[start of SOURCE EXCERPT]

Base on the result of the experiment , we can infer that there will be two reasons for the above phenomenon, one is that the acidic-active substances of the oil react with alkali and generate the surfactant of oil by itself which could be expressed by RCOO-[15] . Using RCOOH expresses the acidic-active substances of the oil. The amount of [RCOO-] is small but it can help the applied surfactant of the compound system adhere to the oil/water interface well. At the same time the value of the [RCOOH]/[RCOO-] decreases, thus it will make the IFT decrease and achieves IFT minimum at last. However, with the prolonging of the contact time, the value of the [RCOOH]/[RCOO-] achieves a dynamic balance. So the ratio of the minimum of IFT and the equilibrium value gradually increases and is close to 1.With the increasing of the contact time, the RCOOH of the oil is continuously consumed and used up at last. At the same time, the RCOO- diffuses gradually into the surrounding solution. At last, the generated surfactant achieves a dynamic balance with a minimum adsorption at the oil/water interface. It is just the diffusion from the interface into the surrounding solution that makes the minimum IFT increase gradually.

The other reason lies in that there are also other materials like wax, asphalt and gum, which play a very important part in the formation and stabilization of the oil/water interface film. (7) Due to the low concentration of alkali, it can not damage the formed interface effectively. Thus it can not further stretch the oil drops. So it eventually influences the arrangement of the surfactant on the interface, and the IFT tends to be stable.

[end of SOURCE EXCERPT]
[start of INFORMATION SUPPLIED]

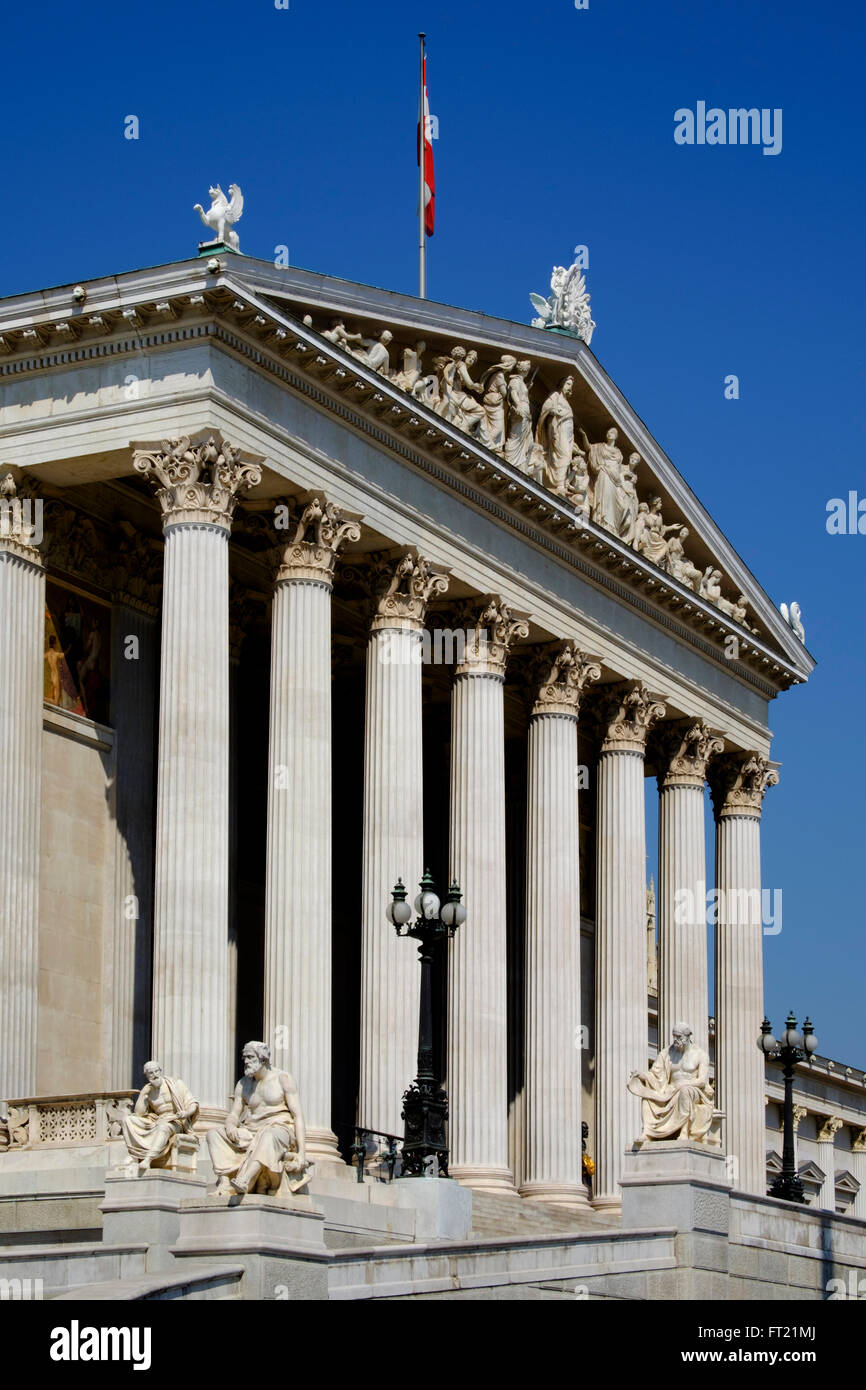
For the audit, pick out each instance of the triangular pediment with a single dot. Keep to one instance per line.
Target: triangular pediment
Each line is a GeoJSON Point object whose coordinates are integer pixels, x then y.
{"type": "Point", "coordinates": [551, 471]}
{"type": "Point", "coordinates": [469, 374]}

[end of INFORMATION SUPPLIED]

**ACTIONS TO TAKE**
1. In the excerpt on interfacial tension, which materials in the oil are described as playing an important part in forming and stabilizing the oil/water interface film?
2. Please rewrite all the records with "pick out" replaced by "mark", keeping everything else unchanged and leaving out the pictures.

**RESULTS IN ORDER**
1. Wax, asphalt and gum.

2.
For the audit, mark each instance of the triangular pediment with a single dot. Keep to one instance per line.
Target: triangular pediment
Each line is a GeoJSON Point object whose coordinates are integer pixels, x then y.
{"type": "Point", "coordinates": [551, 471]}
{"type": "Point", "coordinates": [469, 374]}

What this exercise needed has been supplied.